## Set task
Find each line in the records below that contains the string "bridge" and copy those lines out. Match case exactly.

═════ Extracted information

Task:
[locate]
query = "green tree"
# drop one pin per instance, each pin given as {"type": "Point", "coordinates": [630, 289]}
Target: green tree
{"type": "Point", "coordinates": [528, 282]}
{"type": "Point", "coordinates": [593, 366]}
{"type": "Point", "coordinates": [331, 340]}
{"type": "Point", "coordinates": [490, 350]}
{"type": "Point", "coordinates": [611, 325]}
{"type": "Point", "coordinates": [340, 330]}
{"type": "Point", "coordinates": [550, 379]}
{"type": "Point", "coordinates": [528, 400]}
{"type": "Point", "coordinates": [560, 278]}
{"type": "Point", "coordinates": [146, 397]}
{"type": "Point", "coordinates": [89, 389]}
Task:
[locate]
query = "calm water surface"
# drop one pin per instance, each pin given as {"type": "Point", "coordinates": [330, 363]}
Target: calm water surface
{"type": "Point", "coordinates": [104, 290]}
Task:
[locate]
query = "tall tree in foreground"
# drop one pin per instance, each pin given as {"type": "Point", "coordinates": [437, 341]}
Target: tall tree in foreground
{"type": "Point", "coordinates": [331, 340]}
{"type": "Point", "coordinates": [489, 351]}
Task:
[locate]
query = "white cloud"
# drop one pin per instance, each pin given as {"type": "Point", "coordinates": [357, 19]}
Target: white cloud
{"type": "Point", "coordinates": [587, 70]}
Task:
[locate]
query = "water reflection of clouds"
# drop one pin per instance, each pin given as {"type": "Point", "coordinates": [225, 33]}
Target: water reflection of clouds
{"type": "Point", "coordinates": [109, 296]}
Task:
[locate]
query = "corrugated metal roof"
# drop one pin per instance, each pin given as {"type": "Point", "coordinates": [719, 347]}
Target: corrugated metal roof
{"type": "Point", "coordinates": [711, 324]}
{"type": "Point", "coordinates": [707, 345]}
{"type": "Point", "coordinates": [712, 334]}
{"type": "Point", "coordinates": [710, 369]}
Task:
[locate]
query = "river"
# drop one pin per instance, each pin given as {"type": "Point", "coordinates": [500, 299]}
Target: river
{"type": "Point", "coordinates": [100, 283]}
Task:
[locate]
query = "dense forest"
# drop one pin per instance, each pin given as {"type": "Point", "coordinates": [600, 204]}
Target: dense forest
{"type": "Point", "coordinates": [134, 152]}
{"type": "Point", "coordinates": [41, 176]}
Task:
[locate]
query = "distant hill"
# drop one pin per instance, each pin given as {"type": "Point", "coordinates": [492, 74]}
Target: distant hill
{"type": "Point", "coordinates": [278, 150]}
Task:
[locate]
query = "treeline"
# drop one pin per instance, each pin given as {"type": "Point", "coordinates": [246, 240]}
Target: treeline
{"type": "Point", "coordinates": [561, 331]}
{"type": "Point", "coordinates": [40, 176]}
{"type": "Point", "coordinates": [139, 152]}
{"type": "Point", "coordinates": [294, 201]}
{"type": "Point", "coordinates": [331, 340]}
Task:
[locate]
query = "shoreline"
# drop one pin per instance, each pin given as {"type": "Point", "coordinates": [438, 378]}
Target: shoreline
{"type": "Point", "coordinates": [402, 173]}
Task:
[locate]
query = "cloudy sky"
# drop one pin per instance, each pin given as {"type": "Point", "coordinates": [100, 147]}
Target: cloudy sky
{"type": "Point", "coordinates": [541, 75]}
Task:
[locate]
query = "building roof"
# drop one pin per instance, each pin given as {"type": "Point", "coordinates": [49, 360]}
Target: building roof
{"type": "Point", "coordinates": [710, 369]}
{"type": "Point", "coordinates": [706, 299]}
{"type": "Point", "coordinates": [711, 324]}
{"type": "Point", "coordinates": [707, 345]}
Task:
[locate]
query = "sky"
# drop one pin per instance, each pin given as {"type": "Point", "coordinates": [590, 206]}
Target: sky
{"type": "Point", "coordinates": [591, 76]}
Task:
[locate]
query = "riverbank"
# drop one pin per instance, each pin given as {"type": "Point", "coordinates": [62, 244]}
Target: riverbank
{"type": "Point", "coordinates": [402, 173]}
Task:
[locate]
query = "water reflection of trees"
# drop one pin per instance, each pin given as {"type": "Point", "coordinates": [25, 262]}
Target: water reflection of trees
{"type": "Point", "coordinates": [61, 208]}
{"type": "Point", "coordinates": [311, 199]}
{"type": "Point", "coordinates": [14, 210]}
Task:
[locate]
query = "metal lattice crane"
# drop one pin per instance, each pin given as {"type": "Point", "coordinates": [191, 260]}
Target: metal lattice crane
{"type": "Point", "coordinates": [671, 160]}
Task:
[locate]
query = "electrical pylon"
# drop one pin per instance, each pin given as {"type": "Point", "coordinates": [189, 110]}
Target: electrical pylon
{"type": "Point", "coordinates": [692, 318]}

══════════
═════ Extracted information

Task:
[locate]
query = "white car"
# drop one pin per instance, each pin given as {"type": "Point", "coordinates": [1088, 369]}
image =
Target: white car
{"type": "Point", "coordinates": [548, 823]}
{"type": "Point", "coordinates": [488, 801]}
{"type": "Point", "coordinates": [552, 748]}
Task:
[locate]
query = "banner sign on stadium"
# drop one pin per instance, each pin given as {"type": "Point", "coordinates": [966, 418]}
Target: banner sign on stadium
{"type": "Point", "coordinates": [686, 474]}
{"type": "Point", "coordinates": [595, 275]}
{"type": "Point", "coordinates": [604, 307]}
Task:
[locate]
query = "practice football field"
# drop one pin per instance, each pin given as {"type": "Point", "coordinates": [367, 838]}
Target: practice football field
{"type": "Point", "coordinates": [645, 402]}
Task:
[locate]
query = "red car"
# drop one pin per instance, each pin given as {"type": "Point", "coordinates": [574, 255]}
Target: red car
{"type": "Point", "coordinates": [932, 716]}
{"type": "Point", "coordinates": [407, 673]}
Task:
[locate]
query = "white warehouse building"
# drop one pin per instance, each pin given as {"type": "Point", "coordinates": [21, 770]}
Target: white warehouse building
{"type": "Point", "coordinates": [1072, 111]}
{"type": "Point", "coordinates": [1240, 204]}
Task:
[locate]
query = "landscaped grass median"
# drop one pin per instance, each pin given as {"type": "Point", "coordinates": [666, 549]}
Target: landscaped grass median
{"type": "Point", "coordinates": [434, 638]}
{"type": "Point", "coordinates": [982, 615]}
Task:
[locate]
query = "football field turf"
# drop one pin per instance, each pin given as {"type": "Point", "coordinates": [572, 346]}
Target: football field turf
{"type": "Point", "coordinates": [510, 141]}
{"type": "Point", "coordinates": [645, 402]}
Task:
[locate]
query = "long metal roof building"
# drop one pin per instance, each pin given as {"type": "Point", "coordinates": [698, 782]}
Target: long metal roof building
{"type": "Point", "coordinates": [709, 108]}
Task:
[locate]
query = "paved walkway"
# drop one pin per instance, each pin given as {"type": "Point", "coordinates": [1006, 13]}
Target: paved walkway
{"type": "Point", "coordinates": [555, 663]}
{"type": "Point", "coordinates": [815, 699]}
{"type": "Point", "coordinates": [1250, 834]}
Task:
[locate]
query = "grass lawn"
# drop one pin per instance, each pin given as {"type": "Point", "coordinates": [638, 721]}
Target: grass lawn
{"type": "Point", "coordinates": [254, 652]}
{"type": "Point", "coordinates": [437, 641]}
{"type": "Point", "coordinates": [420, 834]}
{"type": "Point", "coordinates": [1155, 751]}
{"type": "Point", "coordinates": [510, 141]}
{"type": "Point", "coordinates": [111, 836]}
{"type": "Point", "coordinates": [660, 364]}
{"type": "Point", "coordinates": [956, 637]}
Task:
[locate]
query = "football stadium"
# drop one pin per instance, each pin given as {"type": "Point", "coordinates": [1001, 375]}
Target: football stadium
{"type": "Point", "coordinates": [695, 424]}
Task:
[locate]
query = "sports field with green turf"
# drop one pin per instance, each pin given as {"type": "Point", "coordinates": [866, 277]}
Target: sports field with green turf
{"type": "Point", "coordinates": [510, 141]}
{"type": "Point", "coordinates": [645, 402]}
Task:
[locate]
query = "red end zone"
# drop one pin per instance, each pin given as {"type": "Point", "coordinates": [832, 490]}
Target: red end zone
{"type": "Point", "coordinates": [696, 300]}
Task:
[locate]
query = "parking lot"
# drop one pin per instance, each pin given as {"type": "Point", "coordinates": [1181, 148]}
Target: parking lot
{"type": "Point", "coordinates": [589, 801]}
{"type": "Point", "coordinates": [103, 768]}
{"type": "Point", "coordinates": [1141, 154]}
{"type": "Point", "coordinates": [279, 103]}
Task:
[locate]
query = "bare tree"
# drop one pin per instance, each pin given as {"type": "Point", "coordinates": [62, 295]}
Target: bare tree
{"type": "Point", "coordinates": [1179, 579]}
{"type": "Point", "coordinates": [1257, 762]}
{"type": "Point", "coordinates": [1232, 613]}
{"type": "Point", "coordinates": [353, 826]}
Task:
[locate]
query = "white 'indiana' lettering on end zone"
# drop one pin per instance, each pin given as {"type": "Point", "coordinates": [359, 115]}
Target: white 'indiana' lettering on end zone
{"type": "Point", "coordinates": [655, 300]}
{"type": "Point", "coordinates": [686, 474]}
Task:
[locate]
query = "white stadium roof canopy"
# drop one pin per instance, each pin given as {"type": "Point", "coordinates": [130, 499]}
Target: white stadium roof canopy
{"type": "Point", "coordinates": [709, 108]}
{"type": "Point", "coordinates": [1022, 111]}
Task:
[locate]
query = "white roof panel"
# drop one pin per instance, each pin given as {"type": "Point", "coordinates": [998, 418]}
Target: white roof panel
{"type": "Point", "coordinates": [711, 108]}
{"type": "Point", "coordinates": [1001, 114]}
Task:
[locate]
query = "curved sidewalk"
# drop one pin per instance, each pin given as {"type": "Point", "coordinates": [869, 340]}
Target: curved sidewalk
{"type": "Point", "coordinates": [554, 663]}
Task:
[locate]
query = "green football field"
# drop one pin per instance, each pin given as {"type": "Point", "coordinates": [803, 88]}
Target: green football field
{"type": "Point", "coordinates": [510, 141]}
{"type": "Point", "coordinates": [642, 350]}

══════════
═════ Extracted information

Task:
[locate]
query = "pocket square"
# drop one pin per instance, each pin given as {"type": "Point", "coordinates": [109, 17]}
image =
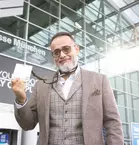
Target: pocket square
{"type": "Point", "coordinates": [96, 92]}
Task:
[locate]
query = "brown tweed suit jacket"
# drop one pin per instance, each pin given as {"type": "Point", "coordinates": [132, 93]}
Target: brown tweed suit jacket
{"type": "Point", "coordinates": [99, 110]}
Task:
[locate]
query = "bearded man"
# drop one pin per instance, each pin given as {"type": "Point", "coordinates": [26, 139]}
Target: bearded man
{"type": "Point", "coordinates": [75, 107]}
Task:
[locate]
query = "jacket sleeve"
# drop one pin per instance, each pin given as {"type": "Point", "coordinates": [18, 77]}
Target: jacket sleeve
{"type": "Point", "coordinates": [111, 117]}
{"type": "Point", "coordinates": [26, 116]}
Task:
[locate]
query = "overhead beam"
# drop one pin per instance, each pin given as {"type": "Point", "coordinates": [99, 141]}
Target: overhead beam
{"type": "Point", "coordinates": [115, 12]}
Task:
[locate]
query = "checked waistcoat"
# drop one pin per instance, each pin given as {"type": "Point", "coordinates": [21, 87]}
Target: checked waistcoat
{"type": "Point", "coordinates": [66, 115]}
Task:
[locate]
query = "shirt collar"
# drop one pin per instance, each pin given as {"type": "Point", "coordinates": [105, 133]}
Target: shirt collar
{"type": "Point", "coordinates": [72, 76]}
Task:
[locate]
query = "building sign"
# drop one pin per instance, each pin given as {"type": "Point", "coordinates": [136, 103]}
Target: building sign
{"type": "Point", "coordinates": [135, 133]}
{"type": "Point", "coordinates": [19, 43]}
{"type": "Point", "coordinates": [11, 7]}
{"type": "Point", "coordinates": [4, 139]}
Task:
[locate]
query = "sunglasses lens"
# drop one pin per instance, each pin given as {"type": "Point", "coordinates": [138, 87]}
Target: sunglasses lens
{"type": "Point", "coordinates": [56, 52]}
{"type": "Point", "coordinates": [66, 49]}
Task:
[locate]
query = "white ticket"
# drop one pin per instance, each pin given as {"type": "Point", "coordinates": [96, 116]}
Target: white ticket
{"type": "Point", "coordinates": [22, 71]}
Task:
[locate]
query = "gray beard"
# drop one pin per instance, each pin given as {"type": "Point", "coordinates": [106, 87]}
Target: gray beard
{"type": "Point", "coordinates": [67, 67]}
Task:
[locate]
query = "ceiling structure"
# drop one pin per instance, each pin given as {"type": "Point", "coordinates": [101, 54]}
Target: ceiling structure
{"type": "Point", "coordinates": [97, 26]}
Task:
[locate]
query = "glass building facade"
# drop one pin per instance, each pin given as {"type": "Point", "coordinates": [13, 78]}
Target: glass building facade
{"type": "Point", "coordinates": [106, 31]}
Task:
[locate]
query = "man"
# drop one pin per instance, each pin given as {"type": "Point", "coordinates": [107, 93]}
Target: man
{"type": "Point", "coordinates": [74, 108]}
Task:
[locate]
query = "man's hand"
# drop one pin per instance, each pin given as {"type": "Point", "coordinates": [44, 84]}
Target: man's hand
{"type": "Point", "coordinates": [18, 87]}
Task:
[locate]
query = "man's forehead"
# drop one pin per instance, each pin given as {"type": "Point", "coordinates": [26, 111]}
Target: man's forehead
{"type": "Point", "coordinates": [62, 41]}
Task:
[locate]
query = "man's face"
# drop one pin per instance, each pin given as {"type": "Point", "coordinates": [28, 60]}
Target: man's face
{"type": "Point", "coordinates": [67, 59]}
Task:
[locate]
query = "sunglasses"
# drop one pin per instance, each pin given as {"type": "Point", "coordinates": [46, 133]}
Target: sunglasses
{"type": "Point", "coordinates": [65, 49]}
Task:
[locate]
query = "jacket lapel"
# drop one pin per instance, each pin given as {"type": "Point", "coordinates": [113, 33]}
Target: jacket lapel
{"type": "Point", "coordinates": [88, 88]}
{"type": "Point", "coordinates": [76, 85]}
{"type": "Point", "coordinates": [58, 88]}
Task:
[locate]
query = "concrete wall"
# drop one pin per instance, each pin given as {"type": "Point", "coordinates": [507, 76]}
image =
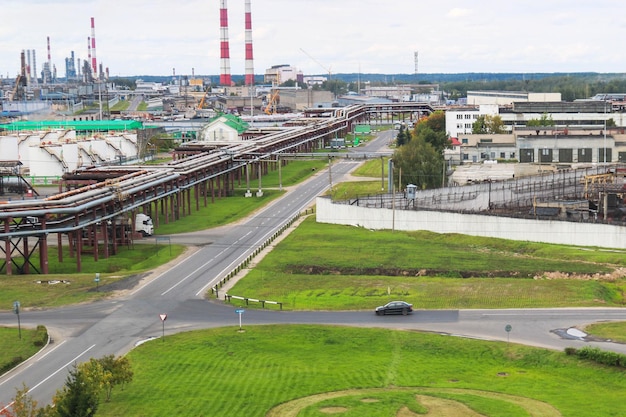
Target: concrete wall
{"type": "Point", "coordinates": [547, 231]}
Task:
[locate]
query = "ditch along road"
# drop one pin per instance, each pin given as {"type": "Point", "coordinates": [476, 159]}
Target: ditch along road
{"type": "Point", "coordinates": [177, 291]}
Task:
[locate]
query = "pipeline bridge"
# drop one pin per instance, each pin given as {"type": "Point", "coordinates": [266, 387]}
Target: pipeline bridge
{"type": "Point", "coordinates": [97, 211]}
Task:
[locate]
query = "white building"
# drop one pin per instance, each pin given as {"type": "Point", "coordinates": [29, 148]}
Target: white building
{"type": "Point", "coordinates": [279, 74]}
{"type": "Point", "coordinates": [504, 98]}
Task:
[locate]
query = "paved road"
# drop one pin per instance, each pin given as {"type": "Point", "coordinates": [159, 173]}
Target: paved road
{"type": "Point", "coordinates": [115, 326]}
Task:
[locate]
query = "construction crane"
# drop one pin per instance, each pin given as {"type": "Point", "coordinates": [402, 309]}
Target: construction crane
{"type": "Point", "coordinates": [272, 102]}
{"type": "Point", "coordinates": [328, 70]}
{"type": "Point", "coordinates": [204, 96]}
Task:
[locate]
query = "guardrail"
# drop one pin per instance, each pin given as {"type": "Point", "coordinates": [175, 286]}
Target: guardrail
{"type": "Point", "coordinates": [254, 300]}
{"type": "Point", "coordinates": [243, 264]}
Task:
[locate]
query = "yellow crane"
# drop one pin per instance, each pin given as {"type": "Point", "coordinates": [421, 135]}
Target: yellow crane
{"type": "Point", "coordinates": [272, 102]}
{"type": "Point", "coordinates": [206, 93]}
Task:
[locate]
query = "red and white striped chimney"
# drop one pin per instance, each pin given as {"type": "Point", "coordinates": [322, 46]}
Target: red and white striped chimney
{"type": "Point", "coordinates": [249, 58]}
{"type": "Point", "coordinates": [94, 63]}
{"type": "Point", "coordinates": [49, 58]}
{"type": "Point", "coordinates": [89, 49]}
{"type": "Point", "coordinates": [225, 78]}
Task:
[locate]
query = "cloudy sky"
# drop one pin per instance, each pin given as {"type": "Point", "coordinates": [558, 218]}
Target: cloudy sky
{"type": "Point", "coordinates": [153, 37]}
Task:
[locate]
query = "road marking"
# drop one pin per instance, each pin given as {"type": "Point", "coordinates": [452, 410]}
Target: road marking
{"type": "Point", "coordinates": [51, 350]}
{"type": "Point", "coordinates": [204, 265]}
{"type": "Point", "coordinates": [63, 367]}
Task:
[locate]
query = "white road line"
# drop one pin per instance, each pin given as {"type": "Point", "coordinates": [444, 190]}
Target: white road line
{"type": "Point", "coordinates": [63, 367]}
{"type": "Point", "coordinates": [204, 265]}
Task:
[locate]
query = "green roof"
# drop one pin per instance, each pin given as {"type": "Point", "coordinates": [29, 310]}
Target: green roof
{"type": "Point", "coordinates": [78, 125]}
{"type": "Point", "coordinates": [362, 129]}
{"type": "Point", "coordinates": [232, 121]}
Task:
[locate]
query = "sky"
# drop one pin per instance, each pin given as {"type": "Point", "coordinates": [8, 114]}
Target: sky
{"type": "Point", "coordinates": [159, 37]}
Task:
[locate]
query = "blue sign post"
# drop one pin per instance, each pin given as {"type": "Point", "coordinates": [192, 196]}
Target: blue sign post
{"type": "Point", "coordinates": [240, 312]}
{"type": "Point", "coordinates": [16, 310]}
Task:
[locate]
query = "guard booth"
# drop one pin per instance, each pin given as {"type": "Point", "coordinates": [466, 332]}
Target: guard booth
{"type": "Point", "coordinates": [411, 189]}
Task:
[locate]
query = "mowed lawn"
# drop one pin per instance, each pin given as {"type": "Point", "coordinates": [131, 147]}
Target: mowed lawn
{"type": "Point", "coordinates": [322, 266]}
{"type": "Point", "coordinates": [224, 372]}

══════════

## Response
query = "pipeline bridge"
Target: pipeline bridge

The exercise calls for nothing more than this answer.